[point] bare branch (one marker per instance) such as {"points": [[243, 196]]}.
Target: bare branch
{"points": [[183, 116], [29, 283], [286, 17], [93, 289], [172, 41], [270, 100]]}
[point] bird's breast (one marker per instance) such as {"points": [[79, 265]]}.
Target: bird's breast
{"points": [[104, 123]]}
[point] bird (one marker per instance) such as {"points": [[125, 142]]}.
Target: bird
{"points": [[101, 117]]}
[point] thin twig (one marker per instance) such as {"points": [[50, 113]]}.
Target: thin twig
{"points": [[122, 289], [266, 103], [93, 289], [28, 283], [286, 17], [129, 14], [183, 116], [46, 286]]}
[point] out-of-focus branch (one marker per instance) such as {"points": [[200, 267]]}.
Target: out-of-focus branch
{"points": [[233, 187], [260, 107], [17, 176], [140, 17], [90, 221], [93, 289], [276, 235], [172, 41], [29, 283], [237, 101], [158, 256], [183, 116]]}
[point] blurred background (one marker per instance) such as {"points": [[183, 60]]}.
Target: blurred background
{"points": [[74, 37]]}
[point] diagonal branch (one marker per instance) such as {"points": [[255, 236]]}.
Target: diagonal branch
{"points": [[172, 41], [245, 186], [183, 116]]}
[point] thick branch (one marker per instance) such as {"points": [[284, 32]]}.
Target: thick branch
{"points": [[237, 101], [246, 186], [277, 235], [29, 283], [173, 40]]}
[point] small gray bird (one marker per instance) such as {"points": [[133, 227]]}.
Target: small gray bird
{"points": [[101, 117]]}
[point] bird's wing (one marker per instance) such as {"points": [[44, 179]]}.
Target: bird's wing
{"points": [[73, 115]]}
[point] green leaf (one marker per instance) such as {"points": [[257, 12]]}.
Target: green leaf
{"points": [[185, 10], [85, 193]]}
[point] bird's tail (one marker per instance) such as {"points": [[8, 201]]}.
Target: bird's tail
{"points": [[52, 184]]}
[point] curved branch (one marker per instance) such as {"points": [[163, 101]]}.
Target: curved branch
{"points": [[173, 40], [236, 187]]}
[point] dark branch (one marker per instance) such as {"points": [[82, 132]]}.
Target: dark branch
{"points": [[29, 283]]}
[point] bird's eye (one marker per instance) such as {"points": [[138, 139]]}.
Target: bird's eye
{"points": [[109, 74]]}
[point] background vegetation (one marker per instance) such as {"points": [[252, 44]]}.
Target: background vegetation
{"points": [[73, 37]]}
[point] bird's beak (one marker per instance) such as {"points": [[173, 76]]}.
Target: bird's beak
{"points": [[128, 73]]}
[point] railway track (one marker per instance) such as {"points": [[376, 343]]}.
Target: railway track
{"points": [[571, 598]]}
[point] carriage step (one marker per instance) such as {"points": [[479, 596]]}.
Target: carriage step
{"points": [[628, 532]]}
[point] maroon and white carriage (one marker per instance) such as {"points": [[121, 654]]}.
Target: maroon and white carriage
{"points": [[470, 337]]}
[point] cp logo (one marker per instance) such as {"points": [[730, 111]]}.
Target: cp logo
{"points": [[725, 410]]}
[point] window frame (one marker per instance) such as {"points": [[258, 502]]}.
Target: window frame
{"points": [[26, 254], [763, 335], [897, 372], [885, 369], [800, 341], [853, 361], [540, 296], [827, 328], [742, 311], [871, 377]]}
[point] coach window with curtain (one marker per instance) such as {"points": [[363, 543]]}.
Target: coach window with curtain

> Given problem
Could you transcribe the records in full, exactly?

> Complete output
[point] bare branch (one marker per instance) such as {"points": [[243, 196]]}.
Target: bare branch
{"points": [[183, 116], [29, 283], [286, 17], [93, 289], [172, 41], [270, 100]]}
[point] bird's breast (one marker per instance) such as {"points": [[79, 265]]}.
Target: bird's breast
{"points": [[104, 123]]}
[point] bird (one marker per instance) such as {"points": [[125, 142]]}.
Target: bird
{"points": [[101, 117]]}
[point] thin twig (one marker per instance) such as {"points": [[50, 113]]}.
Target: thin twig
{"points": [[122, 289], [266, 103], [93, 289], [28, 283], [286, 17], [129, 14], [183, 116], [46, 286]]}
[point] out-of-focus branch (one marker per instance) such as {"points": [[200, 267]]}.
Target: out-of-focus branch
{"points": [[233, 187], [260, 107], [17, 176], [140, 17], [90, 221], [93, 289], [276, 235], [172, 41], [29, 283], [237, 101], [158, 256], [183, 116]]}
[point] blurred background (one marker per instance) such as {"points": [[183, 60]]}.
Target: blurred background
{"points": [[74, 37]]}
[point] diagonal branch (one marker per instance) such as {"points": [[255, 236]]}.
Target: diagonal branch
{"points": [[172, 41], [245, 186], [183, 116]]}
[point] thick branch (one marker per instance) such as {"points": [[284, 32]]}.
Target: thick branch
{"points": [[237, 101], [246, 186], [277, 235], [29, 283], [173, 40]]}
[point] small gray bird (one marker per instance) such as {"points": [[133, 227]]}.
Target: small gray bird
{"points": [[101, 117]]}
[point] bird's wing (one marker per instance) such as {"points": [[44, 179]]}.
Target: bird's wing
{"points": [[73, 115]]}
[point] green leaf (one marker per instance) such as {"points": [[257, 12]]}.
Target: green leaf
{"points": [[185, 10], [85, 193]]}
[point] bird's tail (one marker per instance) such as {"points": [[8, 201]]}.
Target: bird's tail
{"points": [[52, 184]]}
[point] curved branch (one marker per instance) such as {"points": [[163, 101]]}.
Target: curved branch
{"points": [[173, 40], [236, 187]]}
[point] dark branch (one marker per instance) such as {"points": [[82, 132]]}.
Target: dark branch
{"points": [[29, 283]]}
[point] bird's eye (one marker per instance) such as {"points": [[138, 139]]}.
Target: bird's eye
{"points": [[109, 74]]}
[point] background vegetation (one marker per instance) such as {"points": [[252, 44]]}.
Target: background vegetation
{"points": [[73, 37]]}
[point] bird's beak (one marker per instance) such as {"points": [[173, 76]]}.
Target: bird's beak
{"points": [[128, 73]]}
[point] railway track (one marker per instance) such as {"points": [[376, 343]]}.
Target: railway track
{"points": [[571, 598]]}
[point] carriage step (one marker per instance) such as {"points": [[479, 596]]}.
Target: carriage step
{"points": [[628, 532]]}
[point] maroon and white carriage (one marker per instance) such as {"points": [[121, 654]]}.
Target: maroon and white carriage
{"points": [[470, 337]]}
[point] cp logo (one marker per instance) such as {"points": [[730, 111]]}.
Target: cp logo
{"points": [[725, 410]]}
[point] window frame (one marker per instance) such as {"points": [[258, 502]]}.
Target: window frame
{"points": [[26, 254], [763, 335], [897, 372], [885, 369], [800, 341], [853, 361], [540, 296], [827, 328], [742, 311], [871, 377]]}
[point] coach window with curtain (one marker per instance) such as {"points": [[363, 543]]}.
Target: coach window with curtain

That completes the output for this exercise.